MATERIAL FOR THIS EXERCISE section start

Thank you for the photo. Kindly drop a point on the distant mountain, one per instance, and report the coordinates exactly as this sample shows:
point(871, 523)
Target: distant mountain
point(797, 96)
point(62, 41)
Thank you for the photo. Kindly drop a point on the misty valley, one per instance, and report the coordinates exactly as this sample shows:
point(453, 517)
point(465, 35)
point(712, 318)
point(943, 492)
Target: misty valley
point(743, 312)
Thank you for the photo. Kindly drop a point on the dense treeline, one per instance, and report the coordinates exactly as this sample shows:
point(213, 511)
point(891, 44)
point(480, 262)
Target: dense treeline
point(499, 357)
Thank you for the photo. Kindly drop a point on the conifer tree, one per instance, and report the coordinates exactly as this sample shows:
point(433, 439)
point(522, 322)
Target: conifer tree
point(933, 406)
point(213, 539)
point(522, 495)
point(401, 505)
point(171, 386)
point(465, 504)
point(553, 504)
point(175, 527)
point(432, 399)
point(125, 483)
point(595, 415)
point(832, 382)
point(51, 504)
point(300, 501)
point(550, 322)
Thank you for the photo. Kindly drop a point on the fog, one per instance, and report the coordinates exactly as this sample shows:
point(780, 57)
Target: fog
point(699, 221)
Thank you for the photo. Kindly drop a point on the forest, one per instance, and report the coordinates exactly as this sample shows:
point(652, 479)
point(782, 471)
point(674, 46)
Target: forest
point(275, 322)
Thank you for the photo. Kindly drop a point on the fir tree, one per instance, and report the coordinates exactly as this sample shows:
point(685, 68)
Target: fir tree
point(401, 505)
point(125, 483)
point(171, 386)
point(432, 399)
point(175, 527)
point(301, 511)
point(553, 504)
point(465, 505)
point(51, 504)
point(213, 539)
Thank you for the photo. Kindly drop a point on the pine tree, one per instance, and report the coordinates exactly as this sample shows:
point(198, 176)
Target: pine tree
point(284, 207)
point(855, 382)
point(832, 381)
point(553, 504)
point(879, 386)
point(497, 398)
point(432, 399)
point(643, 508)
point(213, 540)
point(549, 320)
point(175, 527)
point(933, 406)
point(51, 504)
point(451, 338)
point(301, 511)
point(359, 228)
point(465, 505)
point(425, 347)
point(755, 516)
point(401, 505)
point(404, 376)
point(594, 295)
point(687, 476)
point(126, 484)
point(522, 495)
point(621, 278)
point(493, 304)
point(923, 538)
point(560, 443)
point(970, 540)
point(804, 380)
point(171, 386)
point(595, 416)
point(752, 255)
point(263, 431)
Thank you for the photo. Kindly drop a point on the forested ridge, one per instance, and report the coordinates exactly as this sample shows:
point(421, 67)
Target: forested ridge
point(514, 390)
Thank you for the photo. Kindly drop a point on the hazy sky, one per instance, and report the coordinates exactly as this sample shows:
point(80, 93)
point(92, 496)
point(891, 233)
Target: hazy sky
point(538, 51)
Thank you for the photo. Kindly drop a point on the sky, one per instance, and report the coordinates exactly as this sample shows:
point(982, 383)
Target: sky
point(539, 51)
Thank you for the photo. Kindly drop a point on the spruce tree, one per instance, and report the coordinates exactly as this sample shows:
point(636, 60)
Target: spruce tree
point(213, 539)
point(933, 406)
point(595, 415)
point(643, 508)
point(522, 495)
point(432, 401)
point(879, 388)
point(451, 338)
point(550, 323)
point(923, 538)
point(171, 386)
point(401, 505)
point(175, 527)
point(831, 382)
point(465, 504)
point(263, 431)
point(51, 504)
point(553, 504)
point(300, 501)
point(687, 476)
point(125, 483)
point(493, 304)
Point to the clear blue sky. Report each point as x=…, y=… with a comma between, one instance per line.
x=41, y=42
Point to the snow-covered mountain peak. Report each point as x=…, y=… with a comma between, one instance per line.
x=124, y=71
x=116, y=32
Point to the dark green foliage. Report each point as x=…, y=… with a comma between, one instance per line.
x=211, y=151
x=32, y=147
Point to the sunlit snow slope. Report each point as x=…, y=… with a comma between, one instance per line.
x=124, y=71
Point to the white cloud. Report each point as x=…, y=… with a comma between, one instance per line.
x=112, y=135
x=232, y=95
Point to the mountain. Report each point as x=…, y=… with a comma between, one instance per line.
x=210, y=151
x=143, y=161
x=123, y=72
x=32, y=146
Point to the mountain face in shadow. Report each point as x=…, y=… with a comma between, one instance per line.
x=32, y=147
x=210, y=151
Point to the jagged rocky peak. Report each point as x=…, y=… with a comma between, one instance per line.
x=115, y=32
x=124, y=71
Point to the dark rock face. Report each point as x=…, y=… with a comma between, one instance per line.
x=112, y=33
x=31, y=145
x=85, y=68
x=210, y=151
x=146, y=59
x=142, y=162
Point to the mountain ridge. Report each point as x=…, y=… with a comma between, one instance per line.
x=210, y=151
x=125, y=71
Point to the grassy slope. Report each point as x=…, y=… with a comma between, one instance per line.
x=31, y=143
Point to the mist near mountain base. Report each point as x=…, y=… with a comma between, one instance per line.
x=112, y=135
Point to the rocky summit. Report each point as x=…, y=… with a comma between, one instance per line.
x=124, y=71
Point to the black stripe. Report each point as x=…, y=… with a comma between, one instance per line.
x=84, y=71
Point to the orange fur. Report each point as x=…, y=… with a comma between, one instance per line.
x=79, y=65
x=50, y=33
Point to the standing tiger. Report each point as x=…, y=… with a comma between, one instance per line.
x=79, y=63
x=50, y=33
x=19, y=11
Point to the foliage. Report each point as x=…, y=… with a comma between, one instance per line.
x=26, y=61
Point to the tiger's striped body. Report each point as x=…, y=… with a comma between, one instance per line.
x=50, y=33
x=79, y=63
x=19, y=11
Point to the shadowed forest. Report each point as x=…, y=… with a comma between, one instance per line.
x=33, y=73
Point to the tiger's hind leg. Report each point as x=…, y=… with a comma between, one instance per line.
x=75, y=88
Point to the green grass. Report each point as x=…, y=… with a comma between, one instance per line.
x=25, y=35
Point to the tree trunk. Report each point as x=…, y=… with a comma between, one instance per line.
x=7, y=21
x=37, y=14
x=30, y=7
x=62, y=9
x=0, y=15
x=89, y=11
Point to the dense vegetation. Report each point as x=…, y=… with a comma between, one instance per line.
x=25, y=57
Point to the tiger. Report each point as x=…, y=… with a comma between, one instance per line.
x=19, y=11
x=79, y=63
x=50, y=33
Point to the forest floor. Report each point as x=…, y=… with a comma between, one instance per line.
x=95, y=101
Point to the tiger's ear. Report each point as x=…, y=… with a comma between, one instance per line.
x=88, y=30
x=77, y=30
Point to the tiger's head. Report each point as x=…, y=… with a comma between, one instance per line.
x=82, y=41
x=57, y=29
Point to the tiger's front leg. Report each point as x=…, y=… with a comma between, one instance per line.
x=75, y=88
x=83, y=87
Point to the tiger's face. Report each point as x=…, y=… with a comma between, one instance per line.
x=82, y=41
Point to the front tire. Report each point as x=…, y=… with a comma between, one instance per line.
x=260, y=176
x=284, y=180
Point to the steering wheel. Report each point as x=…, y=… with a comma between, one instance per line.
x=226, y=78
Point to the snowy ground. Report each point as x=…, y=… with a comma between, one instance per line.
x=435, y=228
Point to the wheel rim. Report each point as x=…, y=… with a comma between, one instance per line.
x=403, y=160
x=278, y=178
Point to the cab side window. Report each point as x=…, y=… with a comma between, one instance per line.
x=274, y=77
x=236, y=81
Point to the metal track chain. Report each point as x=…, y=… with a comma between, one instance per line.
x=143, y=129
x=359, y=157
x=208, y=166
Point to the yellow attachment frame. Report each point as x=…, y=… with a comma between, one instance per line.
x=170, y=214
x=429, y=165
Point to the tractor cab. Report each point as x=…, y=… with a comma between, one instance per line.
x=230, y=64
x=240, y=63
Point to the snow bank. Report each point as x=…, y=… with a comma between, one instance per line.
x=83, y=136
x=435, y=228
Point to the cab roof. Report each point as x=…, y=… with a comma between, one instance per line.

MATERIAL FOR THIS EXERCISE section end

PROMPT. Nothing but the lines from the one that contains "Point to the tiger's head." through the end of the listing above should be copied, each exactly as written.

WRITTEN ANSWER.
Point to the tiger's head. Report each point as x=…, y=… with a comma between, one instance per line.
x=82, y=41
x=57, y=29
Point to the tiger's front leg. Report each point as x=…, y=… with a comma between, one instance per line.
x=75, y=88
x=83, y=87
Point to the tiger's face. Report each point as x=…, y=… with a comma between, one instance per line.
x=82, y=41
Point to the front tire. Report each point as x=…, y=… with a comma between, one instance per line.
x=260, y=176
x=284, y=180
Point to the steering wheel. Report each point as x=…, y=… with a comma between, one instance per line.
x=226, y=78
Point to the snowy ground. Report each point as x=…, y=… with a comma between, one instance per line.
x=435, y=228
Point to the wheel rim. Report each point as x=…, y=… with a comma between, one instance per line.
x=403, y=160
x=278, y=178
Point to the cab side window. Report each point as x=…, y=… with a comma between, one instance per line.
x=274, y=77
x=236, y=81
Point to the metal track chain. Report each point as x=…, y=… with a comma between, one instance per line.
x=143, y=129
x=359, y=157
x=208, y=166
Point to the yellow attachment frame. Report each point as x=…, y=… with a comma between, one instance per line.
x=170, y=214
x=429, y=165
Point to the tractor cab. Report each point as x=…, y=… with a comma between, one instance per line.
x=230, y=64
x=240, y=63
Point to the snow bank. Report each point as x=…, y=… with a comma between, one instance per line.
x=83, y=136
x=435, y=228
Point to the cab roof. Report each point as x=…, y=… with a comma between, one instance per line.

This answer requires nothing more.